= Work to do =
• a. Please copy the dwarf attributes passage word for word, from "Dwarves which attain" to "a kobold's hand).".
• b. Write the next part of the text on dwarven attributes, picking up right after its last sentence.
··· Selected passage ···
As your dwarves gain experience in various skills, they also gain attribute increases. There are three dwarven attributes: Strength, Agility, and Toughness. When a dwarf gains an attribute increase, an announcement appears: "[Dwarf] is more experienced." Dwarves will not gain attributes if they are doing something that does not involve a skill -- hauling, being stationed on duty (and not in combat), on break, etc.

Dwarves which attain legendary skill levels are likely to have one or more attributes at a highly developed level, and will continue to gain attribute increases as they exercise their skill.

Toady has stated that although there is no cap on attribute increases, after the fifth increase they are still displayed as 'Ultra-Mighty' 'Perfectly Agile' or 'Superdwarvenly Tough', so an attribute gain message without a change in displayed attributes is possible.

The 3 attributes[edit]

Strong[edit]

Allows a dwarf to carry heavy objects without being slowed, and (presumably) increases damage. In adventure mode, having a higher level of strength will enable you to pull your weapons out of a wound in which they have been stuck with a lower chance of losing hold of it. It also increases your chance of successful wrestling moves (i.e. pulling a sword out of a kobold's hand).

The levels of strength are:

  • (No indicator - base strength)
  • Strong
  • Very Strong
  • Extremely Strong
  • Mighty
  • Ultra-Mighty

The following jobs determine their speed based on strength:

  • Mining (dig, carve staircase, carve ramp, dig channel, remove stairs)
  • Wood cutting
  • Farming jobs (planting seeds, harvesting crops, fertilizing fields, gathering shrubs, processing plants to thread or barrel, milling, milking)
  • Furniture crafting (doors, floodgates, beds, chairs, coffins, tables, chests, bins, armor stands, weapon racks, cabinets, statues, cages, barrels, windows, pipe sections, hatch covers, querns, millstones)
  • Finished good crafting (weapons, anvils, siege engine parts, armor, helms, pants, gloves, shoes, shields, flasks, goblets, instruments, toys, animal traps, buckets, ammo, backpacks, quivers, trap components, siege ammo,
  • Misc. crafting (blocks, dyeing, studding with metal)
  • Furnace jobs (raw glass, smelting ores, melting items, charcoal, ash, custom reactions)
  • Animal processing (butchering, tanning leather, rendering fat)
  • Animal handling (caging and uncaging, chaining and unchaining, leading creatures, pitting creatures)
  • Other jobs
    • Loading siege engines
    • Cleaning jammed traps
    • Removing constructions
    • Filling waterskins
    • Filling ponds
    • Filling and draining aquariums
    • Recovering wounded, giving food and water

Agile[edit]

Speeds many tasks undertaken by a dwarf, including movement, combat, digging. (Does not speed "workshop" related tasks.Verify)
··· Given records ···
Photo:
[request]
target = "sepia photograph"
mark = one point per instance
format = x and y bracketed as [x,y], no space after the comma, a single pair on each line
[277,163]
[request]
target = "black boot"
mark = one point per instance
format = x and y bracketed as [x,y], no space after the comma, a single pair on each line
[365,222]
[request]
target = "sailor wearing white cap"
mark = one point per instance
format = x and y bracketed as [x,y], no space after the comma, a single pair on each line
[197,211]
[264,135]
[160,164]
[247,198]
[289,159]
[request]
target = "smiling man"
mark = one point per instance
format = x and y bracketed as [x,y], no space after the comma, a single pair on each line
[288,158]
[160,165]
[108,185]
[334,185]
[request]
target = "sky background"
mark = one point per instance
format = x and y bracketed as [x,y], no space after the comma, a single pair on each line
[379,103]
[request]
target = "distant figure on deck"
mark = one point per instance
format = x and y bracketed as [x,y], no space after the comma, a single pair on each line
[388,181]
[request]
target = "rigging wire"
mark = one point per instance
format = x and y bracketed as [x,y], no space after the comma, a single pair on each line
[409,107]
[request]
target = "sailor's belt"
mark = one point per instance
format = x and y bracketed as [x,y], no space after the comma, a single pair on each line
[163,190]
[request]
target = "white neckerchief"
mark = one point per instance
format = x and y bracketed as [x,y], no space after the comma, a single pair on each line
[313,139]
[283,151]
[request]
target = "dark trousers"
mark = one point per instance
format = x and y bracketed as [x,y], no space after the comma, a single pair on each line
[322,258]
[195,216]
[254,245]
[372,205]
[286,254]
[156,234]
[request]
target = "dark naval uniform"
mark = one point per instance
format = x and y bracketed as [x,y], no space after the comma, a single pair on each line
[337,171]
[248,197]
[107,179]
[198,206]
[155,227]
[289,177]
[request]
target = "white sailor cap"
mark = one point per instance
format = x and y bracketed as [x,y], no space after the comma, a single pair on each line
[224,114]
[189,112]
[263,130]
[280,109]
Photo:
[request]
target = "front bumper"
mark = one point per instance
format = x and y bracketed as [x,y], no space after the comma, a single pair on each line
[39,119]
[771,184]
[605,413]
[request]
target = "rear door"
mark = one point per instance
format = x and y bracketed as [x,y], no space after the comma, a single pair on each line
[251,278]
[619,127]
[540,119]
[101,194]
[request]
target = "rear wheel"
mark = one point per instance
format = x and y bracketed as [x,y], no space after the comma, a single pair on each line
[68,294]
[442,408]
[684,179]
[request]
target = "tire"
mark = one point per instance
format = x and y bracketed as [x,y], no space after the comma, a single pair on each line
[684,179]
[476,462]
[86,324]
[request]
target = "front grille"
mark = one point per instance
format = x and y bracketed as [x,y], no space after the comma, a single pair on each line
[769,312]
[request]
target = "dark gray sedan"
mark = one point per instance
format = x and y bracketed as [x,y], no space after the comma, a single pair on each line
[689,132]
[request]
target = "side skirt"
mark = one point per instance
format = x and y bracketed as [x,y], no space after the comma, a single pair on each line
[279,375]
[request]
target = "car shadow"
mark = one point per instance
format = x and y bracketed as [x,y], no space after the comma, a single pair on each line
···
= Final results =
• a.
Dwarves which attain legendary skill levels are likely to have one or more attributes at a highly developed level, and will continue to gain attribute increases as they exercise their skill.

Toady has stated that although there is no cap on attribute increases, after the fifth increase they are still displayed as 'Ultra-Mighty' 'Perfectly Agile' or 'Superdwarvenly Tough', so an attribute gain message without a change in displayed attributes is possible.

The 3 attributes[edit]

Strong[edit]

Allows a dwarf to carry heavy objects without being slowed, and (presumably) increases damage. In adventure mode, having a higher level of strength will enable you to pull your weapons out of a wound in which they have been stuck with a lower chance of losing hold of it. It also increases your chance of successful wrestling moves (i.e. pulling a sword out of a kobold's hand).

• b.
The levels of agility are:

  • (No indicator - base agility) -- speed 1000
  • Agile -- speed 1098
  • Very Agile -- speed 1219
  • Extremely Agile -- speed 1369
  • Unbelievably Agile -- speed 1562
  • Perfectly Agile -- speed 1818

The "speed" values are what is shown in Adventurer mode. If you choose to modify the game to make dwarves faster, you must use numbers lower than 1000 (e.g., [SPEED:700]) in the raws. See speed for more details.

The following jobs determine their speed based on agility:

  • Stone detailing (smoothing, engraving, carving fortifications)
  • Loading traps
  • Linking buildings to triggers
  • Fishing jobs (fishing, cleaning fish, catching live fish, extracting from fish)
  • Trapping (baiting traps, catching live vermin, extracting from vermin, recovering pet vermin)
  • Farming jobs (making cheese, processsing plants to bags or vials, extracting from plants, brewing, cooking meals)
  • Jeweling (cutting gems or glass, encrusting goods with gems or glass)
  • Processing (making lye, potash, pearlash, soap, extracting strands)
  • Crafting (crafts, coins, chains, totems, mechanisms, weaving cloth, decorating items, sewing images)
  • Managing work orders

Tough[edit]

Makes a dwarf both harder to injure and capable of making more combat moves before getting tired. Also increases the time before a dwarf succumbs to thirst, hunger, suffocation, and drowning. Reduces the chance of falling unconscious due to pain. Also decreases the amount of bedrest needed to heal from wounds.

The levels of toughness are:

  • (No indicator - base toughness)
  • Tough
  • Very Tough
  • Extremely Tough
  • Unbelievably Tough
  • Superdwarvenly Tough

Races other than dwarves will have different race-appropriate descriptors for the top toughness level (Superhumanly, Superelvenly, or Supergoblinly).

The following jobs determine their speed based on toughness:

  • Collecting sand
  • Taming animals
  • Training animals for hunting or war

Increasing attributes[edit]

Attribute increases are based on total experience gained across all skills, and are not connected to the attainment of specific skill levels.

The specific attribute gained is selected randomly, and specific skills have no relationship to which attributes are gained - any skill can bestow any attribute equally.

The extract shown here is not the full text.